- **Extract to read**:
►
CRUISING (1980)
Reviewed by Jerry Saravia
"Cruising" may have been unfairly maligned upon its 1980 release to some, and particularly during its production shoot. Gay groups protested, regular moviegoers maybe not so much. We are talking about a pre-AIDS era where homosexuality was seen as a deviant act by the deviants of society, and today it still is regarded by some, albeit in smaller conservative groups. William Friedkin's "Cruising" is about the search for a serial killer who is targeting only gays in the underworld of gay leather clubs. My issue is that there is no single purpose in the film beyond being a gay slasher flick, and no real character exploration either to give it a lift.
◄
- **Data extracts**:
►
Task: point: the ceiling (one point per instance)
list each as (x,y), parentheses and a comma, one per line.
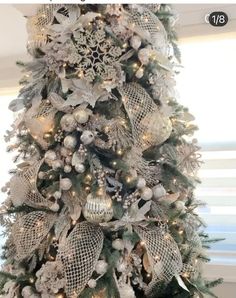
(14,36)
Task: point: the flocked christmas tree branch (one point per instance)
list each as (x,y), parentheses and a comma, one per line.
(102,202)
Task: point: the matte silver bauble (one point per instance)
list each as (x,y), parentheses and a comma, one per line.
(118,244)
(70,142)
(146,193)
(87,137)
(141,183)
(80,168)
(158,191)
(98,208)
(68,123)
(65,183)
(81,115)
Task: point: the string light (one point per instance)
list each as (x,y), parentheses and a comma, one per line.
(100,191)
(119,152)
(142,243)
(31,280)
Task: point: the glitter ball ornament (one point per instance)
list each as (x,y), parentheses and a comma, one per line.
(65,184)
(139,73)
(144,55)
(158,191)
(67,168)
(80,168)
(180,205)
(146,193)
(101,267)
(98,208)
(50,155)
(81,115)
(70,142)
(118,244)
(87,137)
(135,42)
(68,123)
(141,183)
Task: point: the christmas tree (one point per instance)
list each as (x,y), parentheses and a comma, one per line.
(102,203)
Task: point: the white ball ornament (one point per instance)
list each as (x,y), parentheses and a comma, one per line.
(65,183)
(70,142)
(121,267)
(41,175)
(50,155)
(68,123)
(139,73)
(57,164)
(146,193)
(180,205)
(67,168)
(135,42)
(54,207)
(118,244)
(65,151)
(158,191)
(80,168)
(101,267)
(144,56)
(57,195)
(81,115)
(141,183)
(92,283)
(87,137)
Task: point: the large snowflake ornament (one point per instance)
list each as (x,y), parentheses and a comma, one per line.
(99,56)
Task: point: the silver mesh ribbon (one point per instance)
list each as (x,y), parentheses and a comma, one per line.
(79,255)
(29,231)
(163,253)
(149,126)
(147,24)
(37,26)
(39,120)
(134,159)
(23,187)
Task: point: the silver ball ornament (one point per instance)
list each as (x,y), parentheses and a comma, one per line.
(144,55)
(135,42)
(87,137)
(81,115)
(70,142)
(98,208)
(57,195)
(50,155)
(146,193)
(80,168)
(92,283)
(158,191)
(180,205)
(141,183)
(65,183)
(121,267)
(101,267)
(68,123)
(54,207)
(67,168)
(65,151)
(139,73)
(57,164)
(118,244)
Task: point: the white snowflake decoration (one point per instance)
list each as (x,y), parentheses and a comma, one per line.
(99,56)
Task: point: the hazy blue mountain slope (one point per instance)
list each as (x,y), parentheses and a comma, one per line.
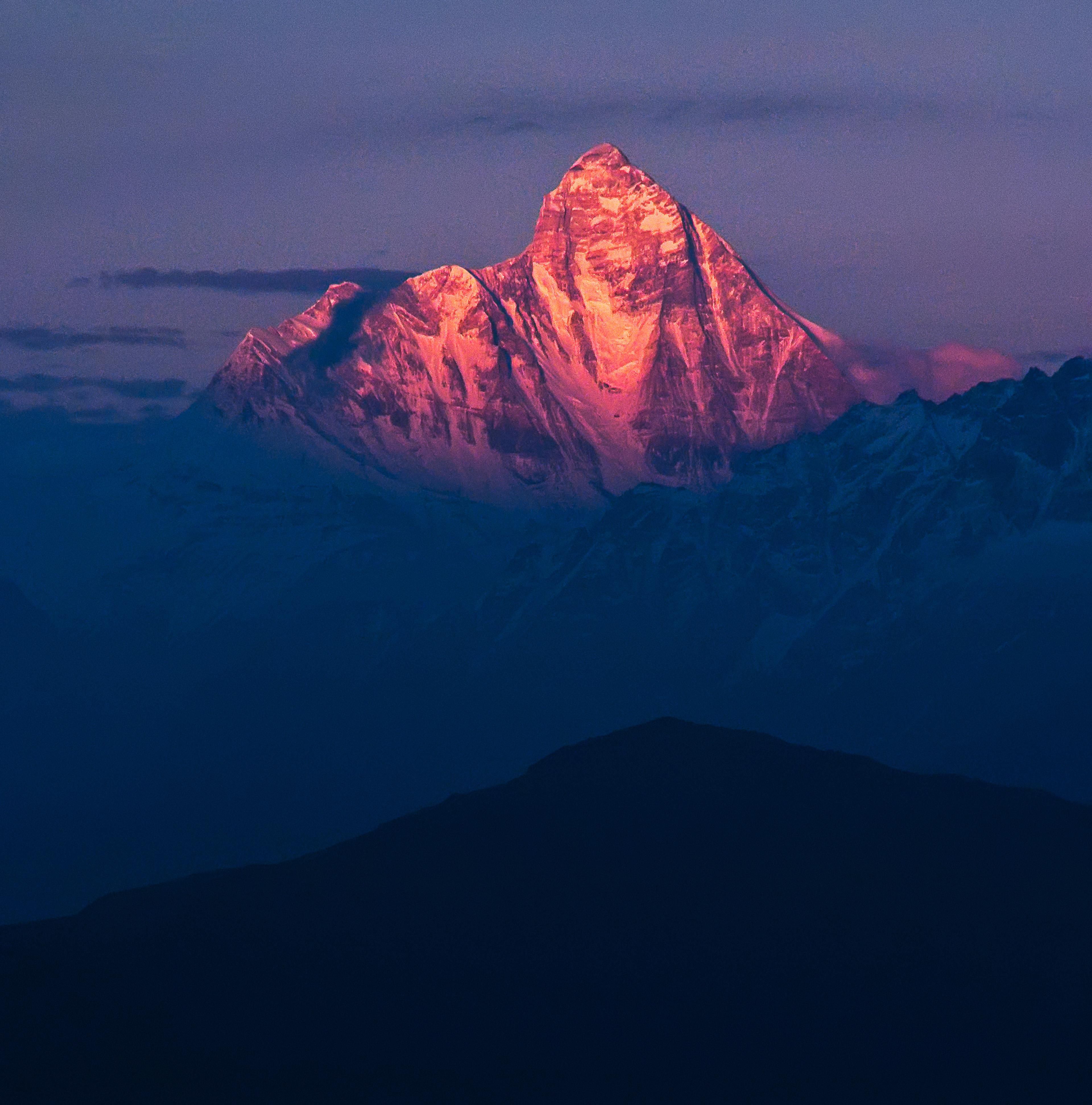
◄
- **Task brief**:
Quote the review of Cruising in full, word for word. You can set the lines aside; nothing here depends on them.

- **Task response**:
CRUISING (1980)
Reviewed by Jerry Saravia
"Cruising" may have been unfairly maligned upon its 1980 release to some, and particularly during its production shoot. Gay groups protested, regular moviegoers maybe not so much. We are talking about a pre-AIDS era where homosexuality was seen as a deviant act by the deviants of society, and today it still is regarded by some, albeit in smaller conservative groups. William Friedkin's "Cruising" is about the search for a serial killer who is targeting only gays in the underworld of gay leather clubs. My issue is that there is no single purpose in the film beyond being a gay slasher flick, and no real character exploration either to give it a lift.